Task to carry out
Rewrite all of the data below, changing every "single marker" to "single dot" and leaving everything else as it is. Omit the pictures.

Records provided
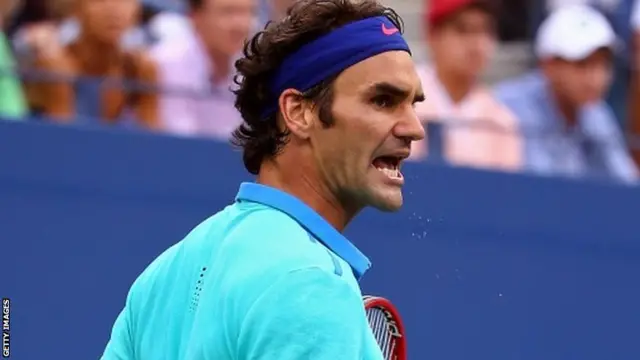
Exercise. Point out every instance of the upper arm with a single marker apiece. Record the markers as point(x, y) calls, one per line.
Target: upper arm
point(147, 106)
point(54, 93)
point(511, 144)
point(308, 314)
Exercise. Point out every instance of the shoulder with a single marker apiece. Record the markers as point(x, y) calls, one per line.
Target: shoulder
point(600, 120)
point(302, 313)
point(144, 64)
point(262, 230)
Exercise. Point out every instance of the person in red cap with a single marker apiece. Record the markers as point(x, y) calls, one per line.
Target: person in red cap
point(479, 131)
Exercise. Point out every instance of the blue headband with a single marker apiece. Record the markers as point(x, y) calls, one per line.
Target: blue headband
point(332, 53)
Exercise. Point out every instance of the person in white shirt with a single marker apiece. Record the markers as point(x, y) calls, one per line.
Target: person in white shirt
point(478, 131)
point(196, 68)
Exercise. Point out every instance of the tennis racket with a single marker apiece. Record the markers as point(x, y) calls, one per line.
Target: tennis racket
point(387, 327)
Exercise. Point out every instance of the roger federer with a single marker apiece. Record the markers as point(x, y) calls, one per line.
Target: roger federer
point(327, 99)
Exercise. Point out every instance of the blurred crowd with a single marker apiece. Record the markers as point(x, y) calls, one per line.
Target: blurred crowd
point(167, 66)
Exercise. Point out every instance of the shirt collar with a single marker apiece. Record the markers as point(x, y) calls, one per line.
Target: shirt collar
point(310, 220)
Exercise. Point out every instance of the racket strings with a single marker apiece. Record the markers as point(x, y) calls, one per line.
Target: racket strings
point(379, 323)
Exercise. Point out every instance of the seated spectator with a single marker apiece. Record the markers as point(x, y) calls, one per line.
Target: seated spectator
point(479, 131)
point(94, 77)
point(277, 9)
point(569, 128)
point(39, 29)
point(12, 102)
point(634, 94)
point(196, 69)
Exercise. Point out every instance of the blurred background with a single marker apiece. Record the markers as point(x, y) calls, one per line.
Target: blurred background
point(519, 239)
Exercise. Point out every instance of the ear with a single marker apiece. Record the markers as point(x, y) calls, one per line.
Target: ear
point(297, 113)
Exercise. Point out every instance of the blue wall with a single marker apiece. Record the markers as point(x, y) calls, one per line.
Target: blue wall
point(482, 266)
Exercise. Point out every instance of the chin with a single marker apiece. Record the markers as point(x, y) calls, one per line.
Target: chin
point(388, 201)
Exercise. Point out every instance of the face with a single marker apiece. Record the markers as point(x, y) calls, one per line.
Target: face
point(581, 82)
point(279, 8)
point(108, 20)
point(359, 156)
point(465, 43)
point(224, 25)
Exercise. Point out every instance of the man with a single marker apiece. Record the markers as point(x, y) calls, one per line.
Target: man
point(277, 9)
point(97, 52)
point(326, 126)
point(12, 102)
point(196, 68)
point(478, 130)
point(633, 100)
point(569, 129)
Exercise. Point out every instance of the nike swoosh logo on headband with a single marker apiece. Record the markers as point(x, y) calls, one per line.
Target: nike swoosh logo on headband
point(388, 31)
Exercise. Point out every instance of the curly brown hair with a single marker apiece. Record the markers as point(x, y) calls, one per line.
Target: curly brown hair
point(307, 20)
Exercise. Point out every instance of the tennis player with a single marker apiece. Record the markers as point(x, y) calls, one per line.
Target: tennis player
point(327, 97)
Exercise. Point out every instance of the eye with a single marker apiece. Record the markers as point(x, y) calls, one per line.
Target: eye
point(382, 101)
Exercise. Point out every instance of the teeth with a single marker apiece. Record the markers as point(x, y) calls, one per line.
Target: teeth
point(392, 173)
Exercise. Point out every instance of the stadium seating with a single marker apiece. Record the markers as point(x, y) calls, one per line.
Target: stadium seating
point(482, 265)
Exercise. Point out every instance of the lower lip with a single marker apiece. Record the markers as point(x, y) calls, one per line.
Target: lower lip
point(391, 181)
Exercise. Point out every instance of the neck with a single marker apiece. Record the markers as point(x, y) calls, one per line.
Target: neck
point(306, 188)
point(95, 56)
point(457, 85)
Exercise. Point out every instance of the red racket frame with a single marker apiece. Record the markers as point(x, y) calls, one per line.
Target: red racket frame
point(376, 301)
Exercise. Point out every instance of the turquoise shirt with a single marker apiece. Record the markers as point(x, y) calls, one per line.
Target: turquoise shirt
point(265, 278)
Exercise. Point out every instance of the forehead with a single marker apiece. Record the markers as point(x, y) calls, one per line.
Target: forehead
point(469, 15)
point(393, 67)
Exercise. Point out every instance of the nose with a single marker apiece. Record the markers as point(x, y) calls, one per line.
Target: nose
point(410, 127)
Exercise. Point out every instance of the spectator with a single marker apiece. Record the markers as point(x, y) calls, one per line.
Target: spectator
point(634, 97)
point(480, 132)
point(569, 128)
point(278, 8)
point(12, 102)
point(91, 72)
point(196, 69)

Answer below
Exercise. Point out every instance of the upper arm with a single dot apiece. Record the markers as point(x, y) calls, one per line.
Target: upper arm
point(147, 106)
point(54, 93)
point(511, 144)
point(308, 314)
Exercise. Point out every instance of the shoulder with a single dot apiece. Record the markers as point(x, y) calls, one per line.
Target: shoulder
point(600, 120)
point(302, 313)
point(144, 64)
point(262, 230)
Exercise. Point out every instance of the person in red cap with a single dot apiece. Record the markers as point(x, y) calls, one per line.
Target: person in red cap
point(479, 131)
Exercise. Point out every instance of the blue headband with a single dot apiece. Record the markers as point(x, y) calls, one per line.
Target: blue headband
point(332, 53)
Exercise. Point out every instance of the person in white shirt with a single dot apiece. Record the markers as point(x, y) calls, one per line.
Target: person in white shirt
point(478, 131)
point(196, 68)
Exercise. Point out every instance of the tennis racket with a single dot apiece. Record the markers as point(x, y) calls, one per line.
Target: tennis racket
point(387, 327)
Exercise. Point out every instance of the roger federer with a single dot apiece. Record the markers as point(x, y) calls, one per line.
Target: roger federer
point(327, 99)
Exercise. Point out every instance of the blurred crowd with a single dot apiece. Record the markers as point(x, y) calls, one per line.
Target: blurred crowd
point(167, 66)
Exercise. Point out every instance of the shirt collar with a single dot apiece. Record the markers as point(x, y) calls, one per line.
Target: shirt collar
point(310, 220)
Exercise. Point out every instance of the racket strings with a single dot apiece. Record the markers as point(x, y) calls, one per line.
Target: racket strings
point(379, 323)
Exercise. Point out every instance of the seated spectator with a single dot apiece. Record the markers as point(x, y) calls, one per line.
Target: seated spectator
point(479, 131)
point(94, 77)
point(277, 9)
point(569, 128)
point(39, 29)
point(12, 102)
point(634, 94)
point(196, 69)
Exercise. Point out every instance of the blurred background with a single dot apiece. Record the markers as point(x, y) calls, one per line.
Target: blurred background
point(519, 239)
Exercise. Point out every instance of the ear with a single dot apiece. Record the markers as point(x, y) calls, one per line.
Target: ear
point(297, 113)
Exercise. Point out every instance of the blue wall with a single dot apiece. Record the markers as point(x, y) calls, one per line.
Target: blue wall
point(482, 266)
Exercise. Point out every instance of the chin with a single dot apiece. Record the markers as point(x, y) calls, one per line.
Target: chin
point(388, 201)
Exercise. Point out every instance of the face with a single dot apiece. Record the markers as point(x, y) calls, one per line.
Target: face
point(581, 82)
point(279, 8)
point(108, 20)
point(359, 156)
point(465, 43)
point(224, 25)
Exercise. Point out every instance of the man with a single dot apiece. Record the markers as point(x, y) calls, one per line.
Target: man
point(277, 9)
point(97, 52)
point(326, 126)
point(12, 102)
point(196, 68)
point(478, 130)
point(633, 100)
point(569, 129)
Exercise. Point out every instance of the nike swoosh logo on headband with a single dot apiece. Record the markers as point(x, y) calls, one per line.
Target: nike swoosh logo on headband
point(388, 31)
Exercise. Point out every instance of the curly brown hair with a single dot apiece. Record the markers as point(x, y) calls, one per line.
Target: curly brown hair
point(307, 20)
Exercise. Point out every instance of the tennis player with a single dot apiece. Record the markers as point(x, y) calls, one per line.
Target: tennis player
point(327, 97)
Exercise. Point out every instance of the eye with a single dot apiece. Record the markers as point(x, y) calls, one per line.
Target: eye
point(382, 101)
Exercise. Point out every instance of the teeth with a single dot apiece. Record the markers as point(x, y) calls, one per line.
Target: teeth
point(392, 173)
Exercise. Point out every instance of the stadium seating with a single dot apiece. Record the markers as point(x, y) calls, one per line.
Target: stadium seating
point(482, 265)
Exercise. Point out every instance of the lower lip with a single dot apiece. Record the markers as point(x, y) calls, one per line.
Target: lower lip
point(391, 181)
Exercise. Point out every instance of the neck with a single dot apiece. Record the markers as point(x, y) calls, one per line.
Target: neck
point(306, 188)
point(95, 56)
point(457, 85)
Exercise. Point out every instance of the red racket frame with a single dot apiece. Record the markers as point(x, y) calls, one per line.
Target: red racket frame
point(376, 301)
Exercise. Point out every instance of the turquoise shirt with a single dot apiece. Record the markers as point(x, y) calls, one per line.
Target: turquoise shirt
point(265, 278)
Exercise. Point out every instance of the forehead with a single dot apiece. Record the markers as point(x, y) calls, one per line.
Target: forehead
point(469, 15)
point(393, 67)
Exercise. Point out every instance of the nose with a single dot apiece. Record the markers as point(x, y) calls, one per line.
Target: nose
point(410, 127)
Exercise. Point out every instance of the spectator with a single dot apiece. Record the markers as point(x, y) calls, one per line.
Target: spectator
point(634, 97)
point(480, 132)
point(569, 128)
point(278, 8)
point(12, 102)
point(91, 72)
point(196, 69)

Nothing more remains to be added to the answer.